*ROWS*.
_ _ _ _ _
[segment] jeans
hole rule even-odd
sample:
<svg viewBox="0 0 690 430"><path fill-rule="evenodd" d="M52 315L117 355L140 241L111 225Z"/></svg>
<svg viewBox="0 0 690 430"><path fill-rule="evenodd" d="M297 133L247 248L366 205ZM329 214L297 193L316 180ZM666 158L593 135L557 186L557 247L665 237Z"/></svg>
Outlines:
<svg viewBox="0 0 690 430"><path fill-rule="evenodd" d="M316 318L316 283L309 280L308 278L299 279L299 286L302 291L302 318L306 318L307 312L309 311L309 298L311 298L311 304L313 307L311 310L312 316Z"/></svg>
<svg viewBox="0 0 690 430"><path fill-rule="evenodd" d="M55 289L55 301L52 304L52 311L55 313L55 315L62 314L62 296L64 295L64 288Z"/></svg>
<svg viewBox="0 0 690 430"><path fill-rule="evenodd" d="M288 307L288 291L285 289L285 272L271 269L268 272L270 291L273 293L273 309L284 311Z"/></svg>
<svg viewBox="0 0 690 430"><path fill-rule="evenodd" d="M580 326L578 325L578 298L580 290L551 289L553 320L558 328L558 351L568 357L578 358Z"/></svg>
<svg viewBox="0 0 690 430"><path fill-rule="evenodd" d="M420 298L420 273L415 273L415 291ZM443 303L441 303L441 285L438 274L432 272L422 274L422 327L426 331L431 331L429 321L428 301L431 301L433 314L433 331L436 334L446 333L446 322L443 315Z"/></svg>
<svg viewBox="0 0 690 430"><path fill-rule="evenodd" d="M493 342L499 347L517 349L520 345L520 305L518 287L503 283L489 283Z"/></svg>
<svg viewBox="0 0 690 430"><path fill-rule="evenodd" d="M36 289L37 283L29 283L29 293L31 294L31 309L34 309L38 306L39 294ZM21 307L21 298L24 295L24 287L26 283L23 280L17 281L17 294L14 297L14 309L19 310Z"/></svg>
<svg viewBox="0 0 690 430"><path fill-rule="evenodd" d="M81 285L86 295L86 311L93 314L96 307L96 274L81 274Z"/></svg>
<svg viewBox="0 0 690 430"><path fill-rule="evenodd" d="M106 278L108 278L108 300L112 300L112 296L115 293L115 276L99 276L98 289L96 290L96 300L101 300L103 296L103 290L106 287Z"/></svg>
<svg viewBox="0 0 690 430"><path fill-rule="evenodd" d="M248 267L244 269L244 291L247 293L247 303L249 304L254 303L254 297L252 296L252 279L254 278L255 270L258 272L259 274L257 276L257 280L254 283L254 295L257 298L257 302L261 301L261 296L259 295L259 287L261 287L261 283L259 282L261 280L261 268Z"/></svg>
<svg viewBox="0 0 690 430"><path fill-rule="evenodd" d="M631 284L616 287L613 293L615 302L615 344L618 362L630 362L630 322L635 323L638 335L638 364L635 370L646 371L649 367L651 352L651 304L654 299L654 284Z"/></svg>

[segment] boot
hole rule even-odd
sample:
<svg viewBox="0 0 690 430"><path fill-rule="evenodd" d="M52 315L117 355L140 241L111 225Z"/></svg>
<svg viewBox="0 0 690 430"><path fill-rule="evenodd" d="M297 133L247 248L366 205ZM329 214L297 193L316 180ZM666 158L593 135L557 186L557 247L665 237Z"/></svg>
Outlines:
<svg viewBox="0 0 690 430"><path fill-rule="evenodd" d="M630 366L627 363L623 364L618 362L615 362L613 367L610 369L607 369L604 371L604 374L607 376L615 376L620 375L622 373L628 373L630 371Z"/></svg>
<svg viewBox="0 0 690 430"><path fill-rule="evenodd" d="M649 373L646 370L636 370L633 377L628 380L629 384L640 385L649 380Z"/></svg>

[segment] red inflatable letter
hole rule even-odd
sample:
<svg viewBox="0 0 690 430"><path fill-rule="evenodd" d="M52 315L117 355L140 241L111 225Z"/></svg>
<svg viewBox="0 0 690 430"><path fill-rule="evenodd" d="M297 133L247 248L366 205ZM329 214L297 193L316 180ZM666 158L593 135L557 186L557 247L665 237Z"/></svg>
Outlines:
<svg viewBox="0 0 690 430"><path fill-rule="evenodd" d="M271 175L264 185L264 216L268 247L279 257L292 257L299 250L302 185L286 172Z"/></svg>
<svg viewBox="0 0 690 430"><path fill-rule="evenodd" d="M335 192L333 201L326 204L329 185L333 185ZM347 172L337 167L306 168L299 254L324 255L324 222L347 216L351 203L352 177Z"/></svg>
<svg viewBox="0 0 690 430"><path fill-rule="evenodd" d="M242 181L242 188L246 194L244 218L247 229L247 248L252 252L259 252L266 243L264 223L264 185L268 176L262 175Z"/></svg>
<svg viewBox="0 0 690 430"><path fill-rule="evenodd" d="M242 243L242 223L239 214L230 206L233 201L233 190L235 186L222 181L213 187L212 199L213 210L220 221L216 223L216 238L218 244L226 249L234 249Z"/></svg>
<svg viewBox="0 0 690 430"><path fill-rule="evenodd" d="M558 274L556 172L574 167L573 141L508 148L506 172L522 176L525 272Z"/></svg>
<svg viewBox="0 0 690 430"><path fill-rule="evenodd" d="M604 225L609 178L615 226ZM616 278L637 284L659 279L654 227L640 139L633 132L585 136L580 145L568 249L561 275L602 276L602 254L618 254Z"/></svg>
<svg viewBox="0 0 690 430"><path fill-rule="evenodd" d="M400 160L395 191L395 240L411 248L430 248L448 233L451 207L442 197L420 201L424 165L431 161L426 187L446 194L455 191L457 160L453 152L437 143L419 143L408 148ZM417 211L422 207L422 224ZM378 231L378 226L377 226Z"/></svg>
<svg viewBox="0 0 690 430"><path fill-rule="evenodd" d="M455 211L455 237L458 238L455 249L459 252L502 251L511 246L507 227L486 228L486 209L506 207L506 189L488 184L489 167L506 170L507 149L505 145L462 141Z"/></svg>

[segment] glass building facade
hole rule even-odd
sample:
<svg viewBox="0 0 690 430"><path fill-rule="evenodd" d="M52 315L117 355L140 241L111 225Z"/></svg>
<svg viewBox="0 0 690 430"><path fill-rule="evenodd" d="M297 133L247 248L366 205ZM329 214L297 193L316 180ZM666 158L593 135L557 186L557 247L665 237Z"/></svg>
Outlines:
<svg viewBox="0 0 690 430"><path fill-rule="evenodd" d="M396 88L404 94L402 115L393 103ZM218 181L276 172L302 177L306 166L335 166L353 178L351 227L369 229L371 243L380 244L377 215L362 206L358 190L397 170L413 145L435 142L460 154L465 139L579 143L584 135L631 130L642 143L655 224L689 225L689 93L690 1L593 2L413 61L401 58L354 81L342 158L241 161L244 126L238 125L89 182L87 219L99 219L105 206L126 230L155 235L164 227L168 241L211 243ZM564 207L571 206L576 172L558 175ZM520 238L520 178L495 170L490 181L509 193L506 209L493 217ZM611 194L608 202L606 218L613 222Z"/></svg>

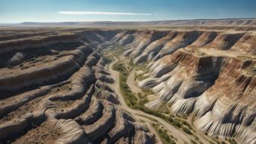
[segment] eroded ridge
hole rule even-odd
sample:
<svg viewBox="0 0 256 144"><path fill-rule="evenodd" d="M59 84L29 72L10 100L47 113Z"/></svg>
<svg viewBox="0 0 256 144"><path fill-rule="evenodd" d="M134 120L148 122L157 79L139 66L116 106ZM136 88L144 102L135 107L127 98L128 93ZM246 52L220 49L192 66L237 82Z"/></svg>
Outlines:
<svg viewBox="0 0 256 144"><path fill-rule="evenodd" d="M108 87L98 50L117 31L41 30L1 37L0 142L154 143Z"/></svg>
<svg viewBox="0 0 256 144"><path fill-rule="evenodd" d="M206 134L256 142L254 31L125 31L114 40L133 65L147 63L139 72L146 78L138 80L155 94L147 107L166 104L194 114Z"/></svg>

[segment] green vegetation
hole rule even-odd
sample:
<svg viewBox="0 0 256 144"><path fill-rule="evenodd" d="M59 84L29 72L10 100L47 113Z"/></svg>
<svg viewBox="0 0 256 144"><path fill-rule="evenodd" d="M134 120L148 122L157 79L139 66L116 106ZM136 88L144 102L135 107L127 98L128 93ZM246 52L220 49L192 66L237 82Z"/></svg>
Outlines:
<svg viewBox="0 0 256 144"><path fill-rule="evenodd" d="M231 143L231 144L237 144L238 142L236 142L236 141L234 139L229 139L229 142Z"/></svg>
<svg viewBox="0 0 256 144"><path fill-rule="evenodd" d="M126 104L130 107L134 107L138 104L138 99L135 94L131 91L130 88L126 82L129 72L123 65L123 63L117 62L113 66L113 69L115 71L120 72L119 75L120 79L120 86Z"/></svg>
<svg viewBox="0 0 256 144"><path fill-rule="evenodd" d="M117 52L113 52L110 51L109 53L117 53ZM115 56L118 57L118 56ZM133 93L130 88L126 84L126 80L128 78L128 75L131 71L136 68L139 69L146 69L146 65L140 65L140 66L134 66L132 63L132 61L130 60L129 63L125 63L123 61L120 61L117 63L115 63L113 66L113 69L115 71L118 71L120 72L120 87L121 89L121 93L124 98L125 102L126 104L133 108L133 109L137 109L141 111L143 111L144 113L155 116L157 117L162 118L168 123L171 124L172 126L175 126L178 129L181 129L184 133L191 135L194 136L195 140L200 142L200 140L198 137L194 135L194 133L195 131L193 130L192 126L184 119L187 119L187 116L181 116L181 117L175 117L174 115L170 114L169 111L165 113L163 113L161 110L155 110L155 109L150 109L144 106L146 103L149 101L147 99L146 95L153 94L149 89L144 89L142 91L143 93L139 93L138 94ZM164 142L163 143L175 143L174 141L169 140L171 138L168 136L166 134L166 132L165 132L162 130L156 130L158 133L158 135L163 139ZM193 132L192 132L193 131ZM194 140L193 140L194 141ZM195 142L195 141L194 141ZM195 142L197 143L197 142Z"/></svg>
_ _ _ _ _
*TASK OBJECTIVE*.
Rewrite the part of the entries that opens with the line containing "[segment] eroded ridge" and closes with the line containing "134L256 142L254 31L125", putting "weathered ridge" in place of "eroded ridge" and keeping everything else the same. Return only those lines.

*SOLUTION TO THIS EXERCISE*.
[segment] weathered ridge
hole rule even-odd
sample:
<svg viewBox="0 0 256 144"><path fill-rule="evenodd" d="M59 84L29 72L10 100L47 113Z"/></svg>
<svg viewBox="0 0 256 144"><path fill-rule="evenodd" d="M134 120L148 122L157 79L139 66L116 106ZM136 88L144 102L135 107L127 98L128 93ZM246 52L220 49L192 66L237 82Z"/></svg>
Outlines:
<svg viewBox="0 0 256 144"><path fill-rule="evenodd" d="M108 87L98 50L117 31L41 30L1 37L0 142L154 143Z"/></svg>
<svg viewBox="0 0 256 144"><path fill-rule="evenodd" d="M206 134L256 142L254 31L125 31L114 40L133 65L147 63L139 72L146 78L138 80L155 94L147 107L166 104L194 114Z"/></svg>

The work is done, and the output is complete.